◆ Aim of the exercise ◆
Rewrite the items from the line with "Task: indicate the moose ear" to the line with "x=375 y=1021", replacing every "photo" with "image" and leaving everything else as it is. Omit the pictures from your answer.

##### Raw data

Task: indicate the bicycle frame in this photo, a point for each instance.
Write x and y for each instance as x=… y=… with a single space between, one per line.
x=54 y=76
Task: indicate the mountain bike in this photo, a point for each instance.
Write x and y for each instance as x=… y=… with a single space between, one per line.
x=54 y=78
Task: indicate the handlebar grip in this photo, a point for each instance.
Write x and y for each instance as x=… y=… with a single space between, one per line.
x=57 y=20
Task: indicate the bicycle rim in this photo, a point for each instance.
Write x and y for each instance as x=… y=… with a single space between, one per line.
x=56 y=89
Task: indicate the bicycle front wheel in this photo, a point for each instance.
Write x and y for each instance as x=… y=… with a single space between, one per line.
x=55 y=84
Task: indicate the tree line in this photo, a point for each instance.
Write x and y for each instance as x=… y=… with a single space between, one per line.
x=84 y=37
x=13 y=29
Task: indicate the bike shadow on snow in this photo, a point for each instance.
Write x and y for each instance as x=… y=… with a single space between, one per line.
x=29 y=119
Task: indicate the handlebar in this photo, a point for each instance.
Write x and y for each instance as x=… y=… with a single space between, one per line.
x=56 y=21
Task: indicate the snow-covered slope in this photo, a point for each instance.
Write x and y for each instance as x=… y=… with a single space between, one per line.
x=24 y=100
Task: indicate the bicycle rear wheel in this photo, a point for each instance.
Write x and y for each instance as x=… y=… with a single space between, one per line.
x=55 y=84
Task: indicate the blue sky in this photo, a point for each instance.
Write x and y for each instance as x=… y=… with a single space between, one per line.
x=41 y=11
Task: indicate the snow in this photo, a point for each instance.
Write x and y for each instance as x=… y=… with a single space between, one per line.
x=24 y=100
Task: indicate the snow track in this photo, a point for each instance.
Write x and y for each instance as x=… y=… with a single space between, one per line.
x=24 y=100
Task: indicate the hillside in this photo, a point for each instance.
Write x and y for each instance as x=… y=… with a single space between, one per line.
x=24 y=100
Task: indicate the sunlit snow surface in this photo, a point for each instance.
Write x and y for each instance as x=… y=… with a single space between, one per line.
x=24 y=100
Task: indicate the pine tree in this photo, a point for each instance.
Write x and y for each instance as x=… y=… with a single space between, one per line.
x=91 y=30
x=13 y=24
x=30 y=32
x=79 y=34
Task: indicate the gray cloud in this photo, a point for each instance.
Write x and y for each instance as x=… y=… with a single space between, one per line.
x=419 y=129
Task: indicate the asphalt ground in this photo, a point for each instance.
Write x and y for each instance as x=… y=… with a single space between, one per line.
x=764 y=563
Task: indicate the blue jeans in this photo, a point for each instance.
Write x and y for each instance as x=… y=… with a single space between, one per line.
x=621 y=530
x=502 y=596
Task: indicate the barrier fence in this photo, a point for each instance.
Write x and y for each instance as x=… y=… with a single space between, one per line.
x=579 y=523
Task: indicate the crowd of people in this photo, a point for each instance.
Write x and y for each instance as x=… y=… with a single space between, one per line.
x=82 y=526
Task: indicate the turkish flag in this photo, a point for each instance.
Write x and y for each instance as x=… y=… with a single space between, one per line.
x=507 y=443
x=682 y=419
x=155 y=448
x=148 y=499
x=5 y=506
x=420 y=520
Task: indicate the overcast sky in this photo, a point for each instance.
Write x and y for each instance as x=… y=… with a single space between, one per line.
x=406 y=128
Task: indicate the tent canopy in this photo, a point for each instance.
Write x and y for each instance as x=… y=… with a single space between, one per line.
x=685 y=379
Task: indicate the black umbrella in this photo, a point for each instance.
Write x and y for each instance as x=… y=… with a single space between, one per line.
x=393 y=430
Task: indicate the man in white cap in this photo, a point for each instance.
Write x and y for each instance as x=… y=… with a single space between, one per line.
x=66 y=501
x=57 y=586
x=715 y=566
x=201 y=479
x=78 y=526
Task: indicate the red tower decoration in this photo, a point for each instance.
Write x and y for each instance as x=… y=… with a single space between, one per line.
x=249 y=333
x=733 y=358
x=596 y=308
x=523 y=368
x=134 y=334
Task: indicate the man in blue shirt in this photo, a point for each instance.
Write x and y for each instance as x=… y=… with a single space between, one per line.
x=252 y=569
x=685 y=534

##########
##### Raw data

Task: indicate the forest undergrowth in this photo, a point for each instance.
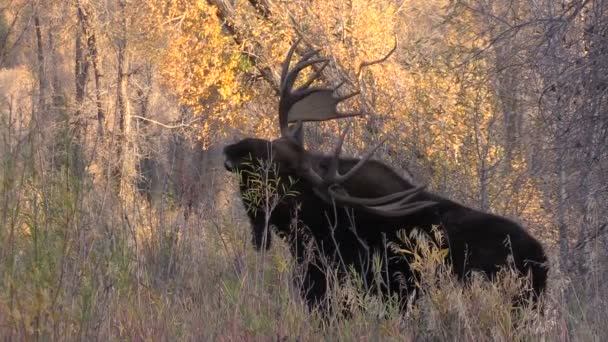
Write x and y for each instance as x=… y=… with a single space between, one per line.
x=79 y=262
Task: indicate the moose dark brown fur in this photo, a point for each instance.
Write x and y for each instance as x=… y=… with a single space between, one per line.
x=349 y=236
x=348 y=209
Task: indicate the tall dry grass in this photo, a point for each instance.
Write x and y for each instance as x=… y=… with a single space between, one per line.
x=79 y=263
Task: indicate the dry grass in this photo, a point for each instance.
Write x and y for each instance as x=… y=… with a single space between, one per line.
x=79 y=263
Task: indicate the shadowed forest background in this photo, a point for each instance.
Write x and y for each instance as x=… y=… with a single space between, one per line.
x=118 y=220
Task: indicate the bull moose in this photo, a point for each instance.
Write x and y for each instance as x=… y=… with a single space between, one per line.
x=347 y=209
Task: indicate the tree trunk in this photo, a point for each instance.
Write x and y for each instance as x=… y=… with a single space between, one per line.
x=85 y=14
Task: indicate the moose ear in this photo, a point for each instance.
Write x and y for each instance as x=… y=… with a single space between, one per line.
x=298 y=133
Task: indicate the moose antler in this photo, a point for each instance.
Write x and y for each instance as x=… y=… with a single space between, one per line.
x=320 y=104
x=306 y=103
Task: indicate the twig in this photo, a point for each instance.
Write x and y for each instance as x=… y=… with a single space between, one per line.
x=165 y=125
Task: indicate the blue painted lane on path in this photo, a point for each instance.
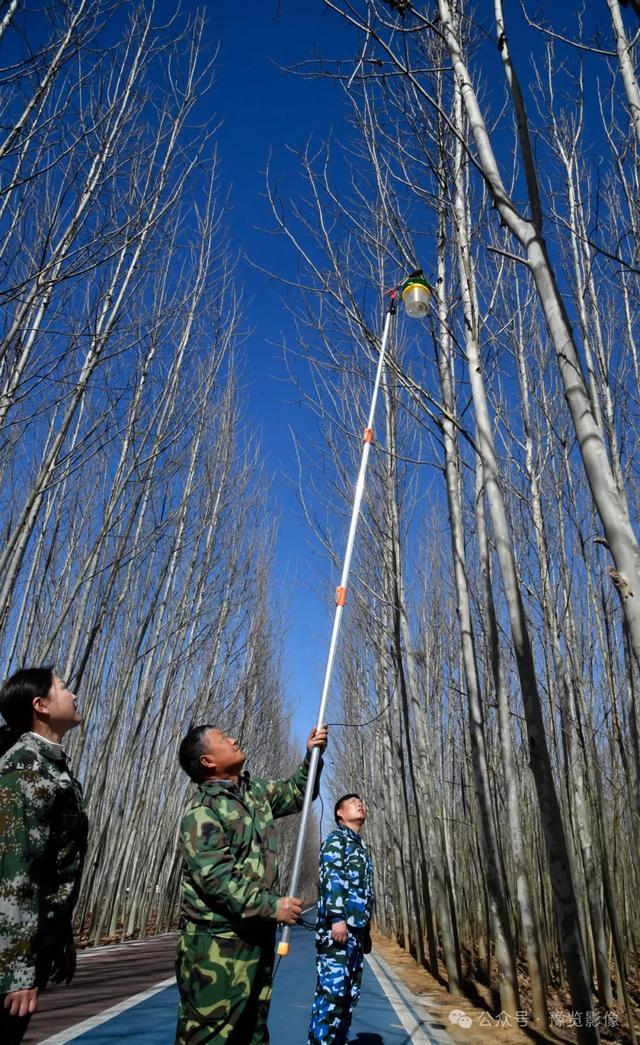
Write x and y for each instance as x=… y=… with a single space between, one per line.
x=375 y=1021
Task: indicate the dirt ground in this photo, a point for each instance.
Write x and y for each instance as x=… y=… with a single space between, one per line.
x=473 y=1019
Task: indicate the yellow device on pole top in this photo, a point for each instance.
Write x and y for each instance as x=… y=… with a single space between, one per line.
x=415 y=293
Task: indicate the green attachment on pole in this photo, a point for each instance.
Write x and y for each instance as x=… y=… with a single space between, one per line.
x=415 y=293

##########
##### Raw data

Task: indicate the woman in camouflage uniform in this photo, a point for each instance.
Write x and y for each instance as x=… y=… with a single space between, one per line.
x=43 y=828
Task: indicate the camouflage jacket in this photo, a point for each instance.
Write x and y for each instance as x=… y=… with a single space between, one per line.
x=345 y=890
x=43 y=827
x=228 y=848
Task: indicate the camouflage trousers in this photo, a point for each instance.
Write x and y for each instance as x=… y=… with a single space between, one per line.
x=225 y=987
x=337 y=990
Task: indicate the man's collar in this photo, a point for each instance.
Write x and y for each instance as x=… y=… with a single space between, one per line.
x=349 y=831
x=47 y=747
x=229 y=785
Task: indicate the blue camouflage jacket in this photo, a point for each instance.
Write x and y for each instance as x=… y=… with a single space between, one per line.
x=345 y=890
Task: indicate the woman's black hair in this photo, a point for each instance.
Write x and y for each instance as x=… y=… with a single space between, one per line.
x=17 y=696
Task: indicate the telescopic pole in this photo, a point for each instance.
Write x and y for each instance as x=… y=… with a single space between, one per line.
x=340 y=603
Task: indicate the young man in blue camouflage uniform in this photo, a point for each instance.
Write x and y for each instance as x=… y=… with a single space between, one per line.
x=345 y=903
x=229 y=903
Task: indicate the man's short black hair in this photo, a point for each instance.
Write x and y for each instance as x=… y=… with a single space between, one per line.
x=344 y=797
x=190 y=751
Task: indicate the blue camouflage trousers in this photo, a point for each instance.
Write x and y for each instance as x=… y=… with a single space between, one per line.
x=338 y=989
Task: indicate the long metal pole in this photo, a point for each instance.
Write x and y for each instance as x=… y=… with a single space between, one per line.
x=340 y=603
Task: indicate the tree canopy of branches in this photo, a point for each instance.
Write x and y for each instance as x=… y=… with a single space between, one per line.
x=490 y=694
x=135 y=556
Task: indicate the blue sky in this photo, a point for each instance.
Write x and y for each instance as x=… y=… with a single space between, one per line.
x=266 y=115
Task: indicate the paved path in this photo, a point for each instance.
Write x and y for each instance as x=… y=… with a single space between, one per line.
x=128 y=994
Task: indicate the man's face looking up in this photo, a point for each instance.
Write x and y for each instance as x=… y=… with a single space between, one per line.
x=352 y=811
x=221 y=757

##########

◆ Full output ◆
Task: indicate the moose ear in this image, a point for each instance.
Write x and y for each instance as x=… y=… with a single space between, one per line.
x=298 y=133
Task: indicate the moose antler in this image, a point for each instance.
Write x and y for each instance as x=… y=… with a single space between, one per line.
x=320 y=104
x=306 y=103
Task: indicate the twig in this image, a point for each instance.
Write x and y for each instance as x=… y=… with a single space between, one per line.
x=165 y=125
Task: indicate the blue painted lane on path in this image, a point for each instance.
Write x and y for each instance as x=… y=… with a single space between, one per line.
x=375 y=1021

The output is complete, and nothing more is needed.